_TEXT SEGMENT_
Kenya has made strides in agricultural transformation thanks to enhanced bilateral ties with China in a sector that contributes over one quarter of the country’s gross domestic product (GDP).
Partnerships in promoting agriculture-related research and technologies coupled with better farming practices have been more broadly enhanced especially in the last decade with Kenyan farmers being the principal beneficiaries.
Kungu Gitau, a large scale farmer in Bahati area of Nakuru County in the Rift valley region, is among hundreds of beneficiaries.
Through outreach farmer trainings and visits conducted by a Chinese professor in horticultural production, Kungu has mastered viable methods of selecting pesticides and applying them in an appropriate manner.
Liu Gaoqiong is the Chinese professor who joined the department of Crops, Soils and Horticulture at Egerton University 16 years ago from Nanjing Agricultural University and since then he has been instrumental in research on improved farming technologies such as use of greenhouses that are found on the university’s demonstration plots, crop varieties and pest management.

_MATERIAL PROVIDED_

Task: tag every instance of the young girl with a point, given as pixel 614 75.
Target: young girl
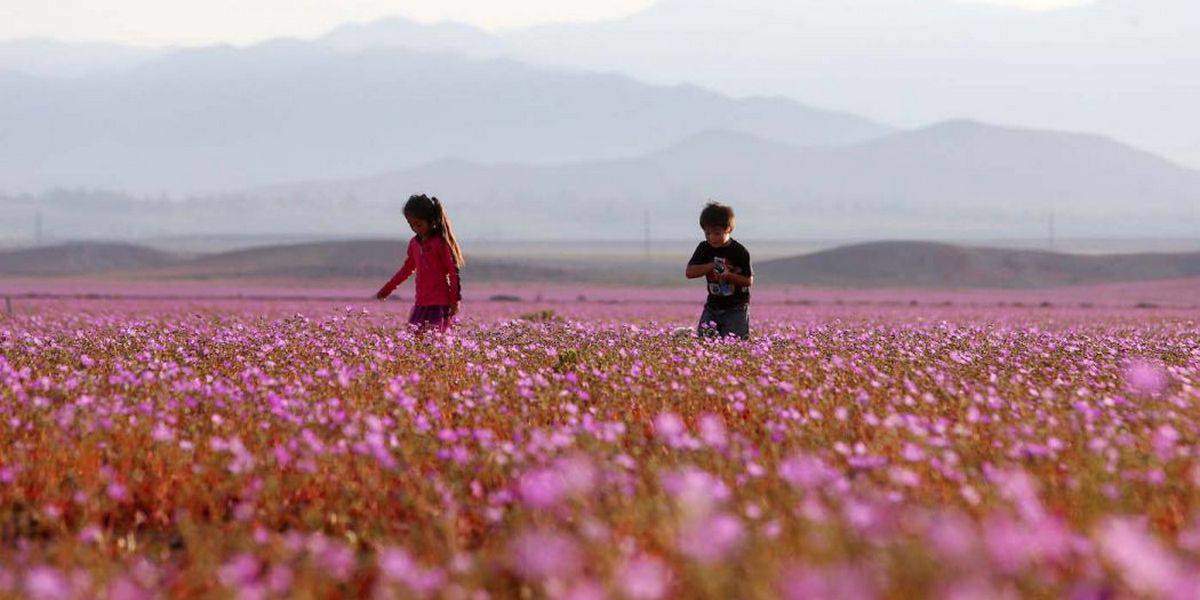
pixel 435 255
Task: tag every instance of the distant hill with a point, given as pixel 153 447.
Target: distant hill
pixel 959 179
pixel 375 259
pixel 951 180
pixel 865 265
pixel 341 259
pixel 81 258
pixel 226 118
pixel 941 265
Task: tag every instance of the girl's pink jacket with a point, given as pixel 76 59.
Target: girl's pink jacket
pixel 437 275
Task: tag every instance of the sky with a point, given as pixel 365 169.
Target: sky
pixel 203 22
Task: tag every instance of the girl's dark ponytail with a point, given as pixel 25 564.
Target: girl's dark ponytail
pixel 431 210
pixel 448 233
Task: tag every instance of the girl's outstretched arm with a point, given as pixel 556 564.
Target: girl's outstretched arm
pixel 401 275
pixel 453 279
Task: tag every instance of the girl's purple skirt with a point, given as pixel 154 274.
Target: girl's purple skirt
pixel 430 317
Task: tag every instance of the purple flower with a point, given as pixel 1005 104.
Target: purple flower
pixel 543 553
pixel 1145 378
pixel 645 577
pixel 711 539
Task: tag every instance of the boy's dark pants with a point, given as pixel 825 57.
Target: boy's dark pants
pixel 723 322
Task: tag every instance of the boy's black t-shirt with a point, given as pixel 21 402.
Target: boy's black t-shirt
pixel 733 257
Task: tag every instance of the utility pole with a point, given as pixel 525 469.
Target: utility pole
pixel 1050 232
pixel 646 232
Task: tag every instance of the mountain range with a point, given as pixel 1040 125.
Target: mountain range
pixel 219 119
pixel 958 179
pixel 876 264
pixel 1116 67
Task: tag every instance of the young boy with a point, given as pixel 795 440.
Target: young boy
pixel 726 265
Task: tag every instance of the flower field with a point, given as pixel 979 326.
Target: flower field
pixel 262 450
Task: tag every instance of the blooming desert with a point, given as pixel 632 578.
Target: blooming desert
pixel 250 450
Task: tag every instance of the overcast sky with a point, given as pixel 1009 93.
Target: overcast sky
pixel 198 22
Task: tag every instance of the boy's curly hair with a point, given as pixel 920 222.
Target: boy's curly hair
pixel 717 215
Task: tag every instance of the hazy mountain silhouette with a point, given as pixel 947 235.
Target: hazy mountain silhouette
pixel 223 118
pixel 927 264
pixel 957 179
pixel 1119 67
pixel 81 258
pixel 876 264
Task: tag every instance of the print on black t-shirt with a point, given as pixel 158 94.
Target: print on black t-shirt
pixel 732 257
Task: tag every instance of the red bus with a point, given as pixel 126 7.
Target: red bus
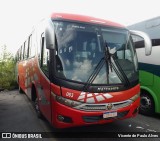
pixel 80 70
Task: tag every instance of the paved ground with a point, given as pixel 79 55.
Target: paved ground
pixel 18 115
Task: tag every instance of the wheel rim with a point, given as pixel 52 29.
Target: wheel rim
pixel 145 102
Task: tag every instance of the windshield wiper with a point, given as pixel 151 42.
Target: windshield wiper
pixel 106 59
pixel 94 74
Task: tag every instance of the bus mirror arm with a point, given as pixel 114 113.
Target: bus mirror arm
pixel 147 40
pixel 50 36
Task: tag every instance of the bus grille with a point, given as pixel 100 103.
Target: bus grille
pixel 104 106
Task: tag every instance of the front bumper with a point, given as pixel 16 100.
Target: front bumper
pixel 64 116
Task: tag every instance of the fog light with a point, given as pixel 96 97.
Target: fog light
pixel 60 118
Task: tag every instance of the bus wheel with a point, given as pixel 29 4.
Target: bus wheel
pixel 39 114
pixel 147 104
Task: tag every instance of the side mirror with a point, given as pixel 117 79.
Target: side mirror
pixel 147 40
pixel 50 35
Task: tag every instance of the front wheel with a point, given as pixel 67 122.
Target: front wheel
pixel 147 104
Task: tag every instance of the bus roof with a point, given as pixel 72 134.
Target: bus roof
pixel 83 18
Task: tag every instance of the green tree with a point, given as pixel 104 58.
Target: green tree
pixel 7 69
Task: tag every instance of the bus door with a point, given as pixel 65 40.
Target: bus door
pixel 44 85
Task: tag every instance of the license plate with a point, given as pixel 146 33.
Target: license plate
pixel 110 114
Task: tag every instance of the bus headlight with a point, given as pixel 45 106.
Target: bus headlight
pixel 67 102
pixel 135 97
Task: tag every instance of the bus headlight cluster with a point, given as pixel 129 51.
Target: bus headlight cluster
pixel 135 97
pixel 67 102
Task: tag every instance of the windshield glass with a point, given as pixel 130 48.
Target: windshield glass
pixel 80 48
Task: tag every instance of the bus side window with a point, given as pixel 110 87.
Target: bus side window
pixel 44 59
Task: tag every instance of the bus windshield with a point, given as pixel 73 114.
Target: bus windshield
pixel 81 47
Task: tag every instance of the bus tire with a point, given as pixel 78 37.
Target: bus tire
pixel 37 108
pixel 147 104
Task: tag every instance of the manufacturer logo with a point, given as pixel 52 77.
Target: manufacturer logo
pixel 6 135
pixel 109 106
pixel 93 97
pixel 107 89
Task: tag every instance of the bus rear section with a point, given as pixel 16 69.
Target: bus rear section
pixel 149 67
pixel 86 71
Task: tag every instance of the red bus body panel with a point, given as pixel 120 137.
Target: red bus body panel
pixel 30 74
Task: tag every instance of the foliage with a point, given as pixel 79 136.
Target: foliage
pixel 7 70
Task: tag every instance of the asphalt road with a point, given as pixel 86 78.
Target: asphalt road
pixel 17 114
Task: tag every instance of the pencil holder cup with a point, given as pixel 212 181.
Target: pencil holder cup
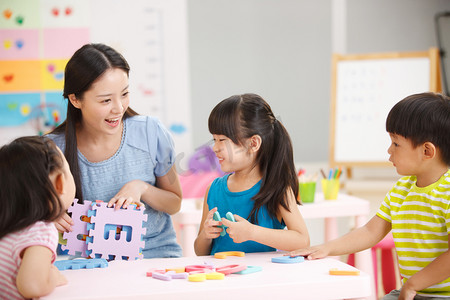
pixel 330 188
pixel 306 191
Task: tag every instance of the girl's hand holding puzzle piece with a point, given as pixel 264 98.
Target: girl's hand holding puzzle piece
pixel 241 230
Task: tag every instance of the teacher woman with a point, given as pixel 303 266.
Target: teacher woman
pixel 116 155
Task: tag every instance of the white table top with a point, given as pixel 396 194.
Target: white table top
pixel 127 280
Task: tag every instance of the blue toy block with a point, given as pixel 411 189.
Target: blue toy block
pixel 81 263
pixel 217 217
pixel 288 259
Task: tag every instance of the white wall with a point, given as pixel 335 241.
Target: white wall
pixel 281 49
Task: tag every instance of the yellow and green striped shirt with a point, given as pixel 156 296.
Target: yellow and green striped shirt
pixel 420 219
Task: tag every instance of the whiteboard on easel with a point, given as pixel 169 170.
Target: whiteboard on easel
pixel 365 88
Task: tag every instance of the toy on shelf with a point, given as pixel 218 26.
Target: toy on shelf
pixel 103 232
pixel 81 263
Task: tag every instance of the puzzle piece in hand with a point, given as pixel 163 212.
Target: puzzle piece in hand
pixel 81 263
pixel 217 217
pixel 75 239
pixel 104 221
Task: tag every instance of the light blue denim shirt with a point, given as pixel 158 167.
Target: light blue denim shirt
pixel 146 152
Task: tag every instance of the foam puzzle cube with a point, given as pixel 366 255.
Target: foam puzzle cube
pixel 109 233
pixel 76 239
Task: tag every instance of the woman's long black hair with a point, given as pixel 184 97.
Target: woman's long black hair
pixel 86 65
pixel 240 117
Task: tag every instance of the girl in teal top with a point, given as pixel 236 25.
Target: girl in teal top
pixel 261 191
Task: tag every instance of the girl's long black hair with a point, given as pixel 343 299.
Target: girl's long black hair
pixel 85 66
pixel 27 194
pixel 240 117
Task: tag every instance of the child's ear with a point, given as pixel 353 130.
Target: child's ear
pixel 75 102
pixel 59 183
pixel 429 150
pixel 255 143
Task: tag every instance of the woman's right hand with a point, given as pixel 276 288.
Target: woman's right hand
pixel 314 252
pixel 64 224
pixel 211 228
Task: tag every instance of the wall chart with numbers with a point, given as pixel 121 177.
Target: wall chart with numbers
pixel 38 37
pixel 364 89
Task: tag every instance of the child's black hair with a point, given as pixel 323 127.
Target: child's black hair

_LIST OF TASKS_
[A] In the article on Kenya's farming ties with China, which university did Liu Gaoqiong come from before joining Egerton University?
[B] From the article on Kenya's farming ties with China, print the passage from "Partnerships in promoting" to "the principal beneficiaries.".
[C] Render this sentence from the article on Kenya's farming ties with China in Spanish: "Kungu Gitau, a large scale farmer in Bahati area of Nakuru County in the Rift valley region, is among hundreds of beneficiaries."

_TASK SOLUTIONS_
[A] Nanjing Agricultural University

[B]
Partnerships in promoting agriculture-related research and technologies coupled with better farming practices have been more broadly enhanced especially in the last decade with Kenyan farmers being the principal beneficiaries.

[C] Kungu Gitau, un agricultor a gran escala de la zona de Bahati, en el condado de Nakuru, en la región del Valle del Rift, se encuentra entre los cientos de beneficiarios.